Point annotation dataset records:
--- start ---

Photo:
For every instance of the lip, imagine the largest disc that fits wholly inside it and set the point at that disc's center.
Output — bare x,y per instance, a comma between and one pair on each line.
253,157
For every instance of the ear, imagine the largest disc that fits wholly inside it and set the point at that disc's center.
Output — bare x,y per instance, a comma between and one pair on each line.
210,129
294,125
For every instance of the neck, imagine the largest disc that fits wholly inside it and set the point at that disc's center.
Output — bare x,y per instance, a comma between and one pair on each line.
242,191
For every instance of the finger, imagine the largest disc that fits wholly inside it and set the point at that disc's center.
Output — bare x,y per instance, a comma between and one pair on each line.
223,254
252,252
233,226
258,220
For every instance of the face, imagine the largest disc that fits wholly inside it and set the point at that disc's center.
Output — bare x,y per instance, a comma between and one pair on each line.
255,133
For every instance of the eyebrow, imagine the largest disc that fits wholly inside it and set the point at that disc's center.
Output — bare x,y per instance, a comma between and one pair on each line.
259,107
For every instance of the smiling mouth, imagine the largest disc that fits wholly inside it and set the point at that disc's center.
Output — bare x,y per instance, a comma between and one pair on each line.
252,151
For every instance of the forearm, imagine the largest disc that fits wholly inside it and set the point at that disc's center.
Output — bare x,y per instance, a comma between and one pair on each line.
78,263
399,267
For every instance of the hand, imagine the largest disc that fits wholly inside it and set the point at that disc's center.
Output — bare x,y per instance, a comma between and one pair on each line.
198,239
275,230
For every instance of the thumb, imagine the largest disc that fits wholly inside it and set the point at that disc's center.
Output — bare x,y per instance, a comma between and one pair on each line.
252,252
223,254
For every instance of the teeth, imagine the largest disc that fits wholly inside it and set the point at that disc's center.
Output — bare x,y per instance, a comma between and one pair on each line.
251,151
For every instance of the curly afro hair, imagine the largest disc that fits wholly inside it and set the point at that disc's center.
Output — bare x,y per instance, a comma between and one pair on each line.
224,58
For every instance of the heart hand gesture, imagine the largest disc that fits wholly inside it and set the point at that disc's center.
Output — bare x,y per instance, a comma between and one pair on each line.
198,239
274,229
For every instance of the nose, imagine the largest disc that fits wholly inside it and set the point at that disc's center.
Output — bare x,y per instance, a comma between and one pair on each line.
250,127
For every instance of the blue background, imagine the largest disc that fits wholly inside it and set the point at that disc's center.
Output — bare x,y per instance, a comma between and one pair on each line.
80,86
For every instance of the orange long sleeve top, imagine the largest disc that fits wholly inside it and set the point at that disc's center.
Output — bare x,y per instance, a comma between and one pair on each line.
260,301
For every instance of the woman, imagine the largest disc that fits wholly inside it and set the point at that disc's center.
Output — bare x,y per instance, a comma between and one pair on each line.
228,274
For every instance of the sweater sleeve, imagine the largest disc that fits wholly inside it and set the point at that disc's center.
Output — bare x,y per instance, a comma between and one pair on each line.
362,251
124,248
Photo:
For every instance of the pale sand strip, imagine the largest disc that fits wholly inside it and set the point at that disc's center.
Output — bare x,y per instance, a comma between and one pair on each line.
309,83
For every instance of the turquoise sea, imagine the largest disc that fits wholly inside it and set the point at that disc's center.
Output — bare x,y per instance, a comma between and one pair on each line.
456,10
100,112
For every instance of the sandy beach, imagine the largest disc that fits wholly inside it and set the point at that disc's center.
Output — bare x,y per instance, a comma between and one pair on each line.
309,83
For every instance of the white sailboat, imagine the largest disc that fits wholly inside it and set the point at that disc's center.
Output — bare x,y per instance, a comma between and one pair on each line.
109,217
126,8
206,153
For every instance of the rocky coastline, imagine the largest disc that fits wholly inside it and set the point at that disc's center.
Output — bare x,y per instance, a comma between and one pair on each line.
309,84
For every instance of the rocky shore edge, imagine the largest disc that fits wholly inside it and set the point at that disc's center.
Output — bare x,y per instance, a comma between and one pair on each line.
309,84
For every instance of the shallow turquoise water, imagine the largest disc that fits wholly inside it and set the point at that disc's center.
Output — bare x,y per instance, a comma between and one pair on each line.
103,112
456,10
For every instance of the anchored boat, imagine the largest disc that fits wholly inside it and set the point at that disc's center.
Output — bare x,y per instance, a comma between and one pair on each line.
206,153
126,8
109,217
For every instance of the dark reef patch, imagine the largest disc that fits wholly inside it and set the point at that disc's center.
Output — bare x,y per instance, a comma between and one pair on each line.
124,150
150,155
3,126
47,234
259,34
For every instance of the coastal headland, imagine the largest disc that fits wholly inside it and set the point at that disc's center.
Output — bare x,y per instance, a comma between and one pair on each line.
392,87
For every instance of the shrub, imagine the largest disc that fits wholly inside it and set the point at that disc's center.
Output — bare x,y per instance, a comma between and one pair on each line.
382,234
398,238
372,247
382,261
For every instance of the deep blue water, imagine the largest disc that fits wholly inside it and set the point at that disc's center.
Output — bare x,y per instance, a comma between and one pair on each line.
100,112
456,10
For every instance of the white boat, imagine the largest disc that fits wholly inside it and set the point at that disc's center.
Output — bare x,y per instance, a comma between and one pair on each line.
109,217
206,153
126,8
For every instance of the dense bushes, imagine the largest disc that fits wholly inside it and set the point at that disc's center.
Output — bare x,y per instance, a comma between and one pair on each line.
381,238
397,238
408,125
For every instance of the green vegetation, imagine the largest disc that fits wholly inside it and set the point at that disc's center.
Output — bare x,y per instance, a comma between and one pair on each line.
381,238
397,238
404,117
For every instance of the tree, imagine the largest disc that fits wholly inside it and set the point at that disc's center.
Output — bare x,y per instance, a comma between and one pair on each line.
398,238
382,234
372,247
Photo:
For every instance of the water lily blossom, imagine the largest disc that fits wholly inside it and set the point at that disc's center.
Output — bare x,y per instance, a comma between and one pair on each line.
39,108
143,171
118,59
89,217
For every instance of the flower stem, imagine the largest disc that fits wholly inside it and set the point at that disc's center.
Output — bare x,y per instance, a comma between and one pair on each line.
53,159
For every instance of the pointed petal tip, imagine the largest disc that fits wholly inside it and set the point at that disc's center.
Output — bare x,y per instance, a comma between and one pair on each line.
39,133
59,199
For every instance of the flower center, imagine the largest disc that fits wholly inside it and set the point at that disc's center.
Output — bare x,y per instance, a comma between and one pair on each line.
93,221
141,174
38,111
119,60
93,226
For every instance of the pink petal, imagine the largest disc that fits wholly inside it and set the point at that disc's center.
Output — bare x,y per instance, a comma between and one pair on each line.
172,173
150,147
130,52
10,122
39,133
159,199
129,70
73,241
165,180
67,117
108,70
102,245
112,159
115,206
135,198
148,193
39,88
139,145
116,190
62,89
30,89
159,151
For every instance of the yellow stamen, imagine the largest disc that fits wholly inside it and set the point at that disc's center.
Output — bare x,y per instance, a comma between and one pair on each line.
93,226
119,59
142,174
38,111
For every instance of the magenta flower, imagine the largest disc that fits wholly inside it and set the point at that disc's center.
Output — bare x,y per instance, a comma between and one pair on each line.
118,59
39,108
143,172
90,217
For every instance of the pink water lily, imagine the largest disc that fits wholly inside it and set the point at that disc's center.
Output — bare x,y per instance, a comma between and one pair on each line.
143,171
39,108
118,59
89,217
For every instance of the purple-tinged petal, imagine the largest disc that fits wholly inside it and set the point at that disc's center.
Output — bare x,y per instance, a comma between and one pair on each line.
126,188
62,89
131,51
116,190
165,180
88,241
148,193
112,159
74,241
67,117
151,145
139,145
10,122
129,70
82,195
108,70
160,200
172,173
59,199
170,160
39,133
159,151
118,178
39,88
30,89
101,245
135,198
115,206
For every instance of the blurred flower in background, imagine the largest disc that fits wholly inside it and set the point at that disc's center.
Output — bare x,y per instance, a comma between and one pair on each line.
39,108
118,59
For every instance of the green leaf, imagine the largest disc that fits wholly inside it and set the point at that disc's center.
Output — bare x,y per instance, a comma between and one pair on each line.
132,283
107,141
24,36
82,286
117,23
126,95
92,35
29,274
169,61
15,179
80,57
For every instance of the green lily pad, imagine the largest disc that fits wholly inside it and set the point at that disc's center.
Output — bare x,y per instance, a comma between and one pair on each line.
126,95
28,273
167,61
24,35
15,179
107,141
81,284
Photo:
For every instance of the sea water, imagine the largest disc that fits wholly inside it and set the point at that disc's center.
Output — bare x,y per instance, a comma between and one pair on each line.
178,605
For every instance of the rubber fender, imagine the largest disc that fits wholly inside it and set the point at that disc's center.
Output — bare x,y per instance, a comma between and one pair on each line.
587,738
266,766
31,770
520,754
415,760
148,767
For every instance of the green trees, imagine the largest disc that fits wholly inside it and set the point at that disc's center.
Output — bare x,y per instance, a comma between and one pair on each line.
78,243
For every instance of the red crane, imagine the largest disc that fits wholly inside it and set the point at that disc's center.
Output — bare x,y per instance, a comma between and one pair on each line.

--- end ---

WHAT THIS TASK INVOLVES: Transcribe the records above exactly, but only from the line that contains "For every instance of the green leaf, imagine" through their final line, inclusive.

REPLY TO THE TASK:
For every instance of the green leaf, imagine the largest disc that fits wholly inside it and set the point at that disc's center.
Output — bare x,y per instance, a comma between and one pair on each line.
132,283
107,141
24,36
82,286
117,23
126,95
92,35
29,274
169,61
15,179
80,57
For every instance of the green lily pad, imagine the largest disc that fits wholly inside it and set the point at that disc's center.
Output — bare x,y per instance, a comma between and one pair on each line.
126,95
28,273
167,61
24,35
15,179
107,141
81,284
Photo:
For every instance of the sea water, imagine the largest disc that fits wholly inside it and set the point at that disc's center.
Output — bare x,y per instance, a comma between and one pair on each line.
178,605
For every instance of the rubber fender, imagine the largest disc that fits wholly inside it and set the point at that disc's center.
Output — bare x,y per instance, a comma between and one pair on each line.
587,738
266,766
31,770
520,754
415,760
148,767
For every instance of the green trees, imagine the largest disc that fits wholly inside it and set the point at that disc's center.
Output — bare x,y per instance, a comma between and one pair on each line.
78,243
For every instance of the red crane, imagine the largest disc that fits wholly inside it and set the point at that disc's center.
Output — bare x,y per instance, a comma between and one pair on each line.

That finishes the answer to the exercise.